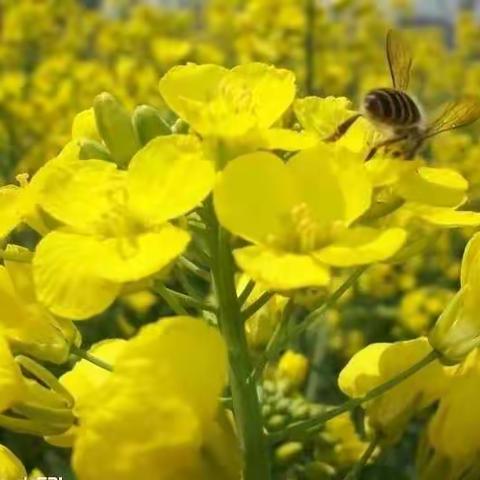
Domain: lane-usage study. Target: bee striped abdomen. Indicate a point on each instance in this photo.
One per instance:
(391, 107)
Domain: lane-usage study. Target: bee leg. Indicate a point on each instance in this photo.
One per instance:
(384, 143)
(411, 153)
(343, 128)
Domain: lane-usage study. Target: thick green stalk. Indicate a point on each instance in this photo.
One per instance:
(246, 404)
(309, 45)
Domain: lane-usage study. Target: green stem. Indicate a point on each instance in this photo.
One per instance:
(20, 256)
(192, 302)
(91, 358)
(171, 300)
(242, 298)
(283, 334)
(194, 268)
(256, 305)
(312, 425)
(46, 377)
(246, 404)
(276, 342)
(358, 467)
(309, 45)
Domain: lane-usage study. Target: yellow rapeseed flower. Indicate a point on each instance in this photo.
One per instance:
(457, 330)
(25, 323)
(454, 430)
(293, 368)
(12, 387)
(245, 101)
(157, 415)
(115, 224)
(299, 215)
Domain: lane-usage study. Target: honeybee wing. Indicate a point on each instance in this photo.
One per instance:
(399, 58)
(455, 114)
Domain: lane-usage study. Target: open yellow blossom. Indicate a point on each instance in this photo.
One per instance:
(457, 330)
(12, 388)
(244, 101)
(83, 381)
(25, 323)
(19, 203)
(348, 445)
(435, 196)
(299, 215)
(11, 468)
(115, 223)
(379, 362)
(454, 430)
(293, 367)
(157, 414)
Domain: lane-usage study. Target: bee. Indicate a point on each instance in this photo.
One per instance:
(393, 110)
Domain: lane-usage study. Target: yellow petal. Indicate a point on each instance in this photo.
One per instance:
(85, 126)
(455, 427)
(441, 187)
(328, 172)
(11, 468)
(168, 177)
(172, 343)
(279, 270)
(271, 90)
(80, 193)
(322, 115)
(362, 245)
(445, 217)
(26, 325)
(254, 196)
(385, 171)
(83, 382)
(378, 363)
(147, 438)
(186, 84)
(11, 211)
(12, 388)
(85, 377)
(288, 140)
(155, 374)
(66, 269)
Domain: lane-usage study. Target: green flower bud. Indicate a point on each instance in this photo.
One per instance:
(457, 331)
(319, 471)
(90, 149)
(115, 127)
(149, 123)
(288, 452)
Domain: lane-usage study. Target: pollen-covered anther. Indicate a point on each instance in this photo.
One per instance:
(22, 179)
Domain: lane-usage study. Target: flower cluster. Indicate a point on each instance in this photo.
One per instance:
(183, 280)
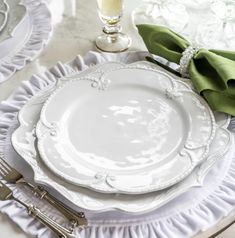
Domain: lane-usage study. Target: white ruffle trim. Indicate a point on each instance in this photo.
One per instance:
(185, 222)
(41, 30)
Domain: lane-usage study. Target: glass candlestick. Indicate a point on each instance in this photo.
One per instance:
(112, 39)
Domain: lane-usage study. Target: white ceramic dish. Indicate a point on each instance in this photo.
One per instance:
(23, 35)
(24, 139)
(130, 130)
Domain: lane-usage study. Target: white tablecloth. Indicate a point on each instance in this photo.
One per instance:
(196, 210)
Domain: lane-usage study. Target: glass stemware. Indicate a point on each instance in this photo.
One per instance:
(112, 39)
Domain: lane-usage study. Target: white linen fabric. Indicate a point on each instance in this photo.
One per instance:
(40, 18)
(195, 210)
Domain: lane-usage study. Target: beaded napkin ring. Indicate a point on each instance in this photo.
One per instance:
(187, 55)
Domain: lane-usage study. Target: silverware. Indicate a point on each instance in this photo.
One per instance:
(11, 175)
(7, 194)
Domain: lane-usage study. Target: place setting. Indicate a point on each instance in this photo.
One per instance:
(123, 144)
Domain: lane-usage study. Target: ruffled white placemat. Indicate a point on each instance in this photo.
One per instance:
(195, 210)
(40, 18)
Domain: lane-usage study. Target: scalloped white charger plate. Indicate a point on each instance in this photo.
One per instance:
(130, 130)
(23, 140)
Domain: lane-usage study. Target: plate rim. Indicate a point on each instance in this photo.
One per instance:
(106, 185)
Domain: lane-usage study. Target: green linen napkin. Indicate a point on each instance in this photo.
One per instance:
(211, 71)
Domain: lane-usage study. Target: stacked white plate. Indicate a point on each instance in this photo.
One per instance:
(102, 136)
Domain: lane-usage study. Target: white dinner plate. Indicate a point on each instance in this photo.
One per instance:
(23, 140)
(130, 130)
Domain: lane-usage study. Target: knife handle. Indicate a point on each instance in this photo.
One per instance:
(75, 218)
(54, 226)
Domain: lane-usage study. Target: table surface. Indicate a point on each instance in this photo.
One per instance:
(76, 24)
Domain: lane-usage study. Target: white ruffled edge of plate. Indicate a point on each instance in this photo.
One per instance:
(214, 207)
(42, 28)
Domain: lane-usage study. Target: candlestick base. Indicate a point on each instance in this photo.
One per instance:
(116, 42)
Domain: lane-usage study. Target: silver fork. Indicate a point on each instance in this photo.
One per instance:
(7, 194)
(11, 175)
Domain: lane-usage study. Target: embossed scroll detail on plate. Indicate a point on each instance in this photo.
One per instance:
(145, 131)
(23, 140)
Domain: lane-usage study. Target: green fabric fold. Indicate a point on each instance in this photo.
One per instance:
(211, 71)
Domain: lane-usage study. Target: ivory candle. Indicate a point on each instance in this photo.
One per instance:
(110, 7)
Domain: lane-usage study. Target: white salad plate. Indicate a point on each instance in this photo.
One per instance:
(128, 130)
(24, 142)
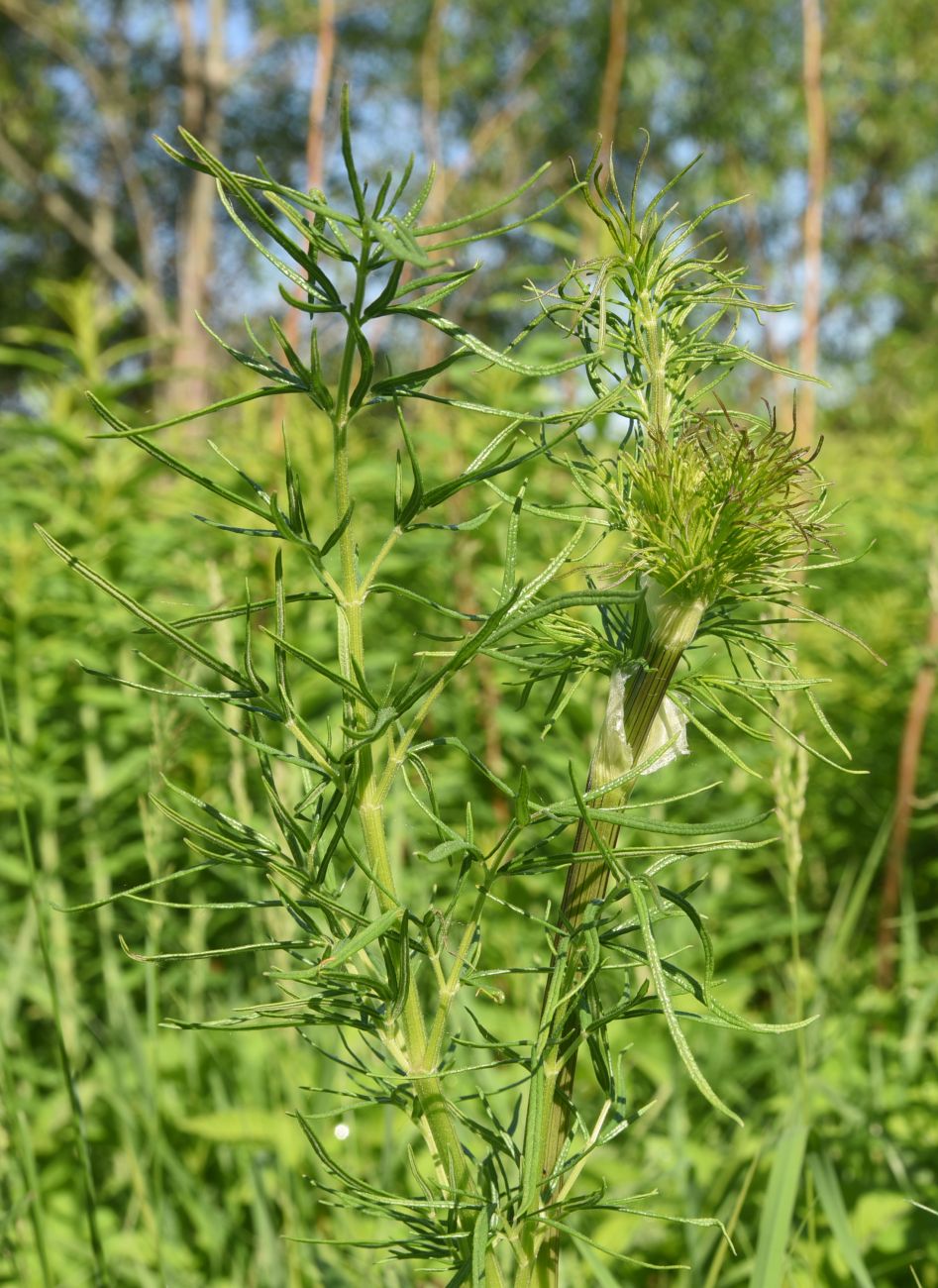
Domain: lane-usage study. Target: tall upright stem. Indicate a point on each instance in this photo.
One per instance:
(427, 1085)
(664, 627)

━━━━━━━━

Assigned task: Out of the records above, pick each line that contains the string "fabric".

Exercise answer:
Domain: lane-usage study. Target: white linen fabric. Indicate a point on each instance in this photo.
Domain: lane-usage study. Target: green fabric fold. Indicate a point on each instance in this photo.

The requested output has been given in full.